• [Partes del ejercicio]:
A: Traduce al inglés esta oración del texto sobre los postres en el Gran Caldas: «Las uchuvas se daban silvestres en los potreros o en troncos podridos de las fincas.»
B: Escribe la continuación del texto sobre los postres en el Gran Caldas a partir de su última oración.

• [Fragmento del documento]:
UN GLOTÓN EN NAVIDAD

 

Octavio Hernández Jiménez

 

De la sobremesa, al almuerzo o la cena, el platillo más representativo es el postre. Esta palabra castellana viene de postrer o sea lo que aparece o se sirve de último, después de una comida principal, sea el almuerzo o la cena. Casi siempre es dulce para mitigar la sal de los platos anteriores.

 

Por muchos años, en el Gran Caldas, se conoció el postre con el humilde nombre de ‘el dulce’ que se servía en los tradicionales platos dulceros. Ese dulce al final fue el origen del actual y sofisticado postre que muchos mayores eluden por cuestión de medidas circulares en la llamada zona bananera del vientre. Hay personas que no tienen bananos si no racimos.

 

En la mayoría de los hogares caldenses acostumbraron elaborar dulces o postres de frutas caladas en panela; para esto, los viejos o sus esposas sembraron, en la huerta vecina a la cocina, guayabos, papayuelos o tapaculos, papayos, brevos, naranjos, moras,  cidras,  tomate de árbol,  ahuyama, maracuyá,  toronja,  limón,  piña, cidra, uchuvas,  un gigantesco árbol de zapote y unas maticas de ají. Las uchuvas se daban silvestres en los potreros o en troncos podridos de las fincas.  

 

Se hacían tortas de plátano, yuca, arracacha y chachafruto o cualquier otro producto vegetal cultivado en las huertas o fincas, que cayera en manos e imaginación de las abuelas o las mamás de antes. Una tía mía con un raciocinio aristotélico una tarde hizo dulce con el delicado almohadillón blanco de la guama pues como ella dedujo: Si se puede hacer dulce de guanábana de igual forma se puede hacer dulce de guama.

• [Conjunto de datos]:
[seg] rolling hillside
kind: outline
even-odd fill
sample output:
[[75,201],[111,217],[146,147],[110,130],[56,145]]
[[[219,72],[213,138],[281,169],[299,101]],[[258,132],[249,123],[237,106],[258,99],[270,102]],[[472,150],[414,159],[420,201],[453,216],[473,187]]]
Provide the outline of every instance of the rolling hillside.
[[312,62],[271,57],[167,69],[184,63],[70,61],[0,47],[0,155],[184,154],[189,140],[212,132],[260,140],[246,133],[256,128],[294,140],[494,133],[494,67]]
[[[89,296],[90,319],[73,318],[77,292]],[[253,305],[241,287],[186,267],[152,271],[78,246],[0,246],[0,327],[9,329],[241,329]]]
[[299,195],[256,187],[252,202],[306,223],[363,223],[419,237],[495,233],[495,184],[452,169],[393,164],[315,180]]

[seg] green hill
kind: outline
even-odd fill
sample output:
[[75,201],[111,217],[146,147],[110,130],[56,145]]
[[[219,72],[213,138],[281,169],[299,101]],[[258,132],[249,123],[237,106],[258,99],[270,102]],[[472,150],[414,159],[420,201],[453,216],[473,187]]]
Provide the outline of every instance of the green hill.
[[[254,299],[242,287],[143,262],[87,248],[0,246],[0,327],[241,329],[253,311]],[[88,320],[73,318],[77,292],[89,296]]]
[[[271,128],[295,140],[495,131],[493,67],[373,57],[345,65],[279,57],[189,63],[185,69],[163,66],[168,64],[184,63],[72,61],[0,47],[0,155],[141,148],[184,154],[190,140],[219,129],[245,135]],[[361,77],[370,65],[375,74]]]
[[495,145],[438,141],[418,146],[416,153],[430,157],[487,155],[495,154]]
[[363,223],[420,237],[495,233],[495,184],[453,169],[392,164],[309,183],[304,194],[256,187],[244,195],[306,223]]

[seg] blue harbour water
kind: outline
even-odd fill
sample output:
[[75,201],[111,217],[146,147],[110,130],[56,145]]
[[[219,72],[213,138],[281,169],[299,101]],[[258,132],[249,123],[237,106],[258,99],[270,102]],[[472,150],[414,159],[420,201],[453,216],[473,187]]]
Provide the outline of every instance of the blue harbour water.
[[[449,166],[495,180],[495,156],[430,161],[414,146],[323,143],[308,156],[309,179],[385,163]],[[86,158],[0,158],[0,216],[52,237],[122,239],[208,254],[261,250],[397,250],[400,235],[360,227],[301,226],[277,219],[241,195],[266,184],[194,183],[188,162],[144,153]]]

• [Respuestas]:
A: Cape gooseberries grew wild in the pastures or on rotting logs on the farms.

B:
 

La naranja es una fruta de rancio abolengo. La palabra aparece, en español, en el siglo XIV procedente del árabe naranya. Al árabe llegó del persa narang y a este idioma llegó del idioma sagrado de la India, el sánscrito narangah. De esta fruta se puede hacer una variedad casi infinita de platos: jugo de naranja para limpiar el colon y perder peso,  natilla de naranja, gelatina de naranja, flan de naranja, torta de naranja, crema de naranja,  bizcochuelo de naranja, mousse de naranja, fuera de sus aplicaciones en platos de comida salada como la salsa de naranja para las carnes o pescado a la naranja. Deben ser escasos los niños a los que no les guste la naranja. Cuando yo estaba pequeño, una tía me preguntó: - Y, ¿tú cómo te imaginas el cielo? Yo le contesté: - Es un lugar en donde a los que llegan les dan leche, huevo y naranjas.   

 

Hablando de bananos, en cosecha de este producto, se acostumbra la torta dulce de banano maduro. Las niñas aprendían a hacerla para cuando invitaban a sus amiguitos a las inolvidables comitivas, en las huertas de las casas. Se trituran bien los bananos con el aceite o la margarina. Se le mezcla un poco de harina de trigo. Se le echa un huevo y azúcar. Se revuelve lo mejor posible y se pone a asar en el horno o en una sartén. En las comitivas hacían el postre más elemental que podían hacer unas niñas: el de banano con zanahoria. “Se ralla la zanahoria y se pica el banano en cuadritos. Se añade azúcar al gusto, se revuelve y ya. ¡Muchachos a comer ¡” (Octavio Hernández J., ibid., p.165).

 

Las comitivas eran ejercicios prácticos de los oficios maternales en los hogares. Puede que los primeros intentos no fueran del gusto de todos pero se iban preparando para la realidad. En esos tiempos, las abuelas tenían la creencia de que si se comía banano no se podía tomar ron pues de revolver una cosa con otra, muerte segura. Decían que al plátano hartón de cáscara roja le faltaba un grado para ser veneno.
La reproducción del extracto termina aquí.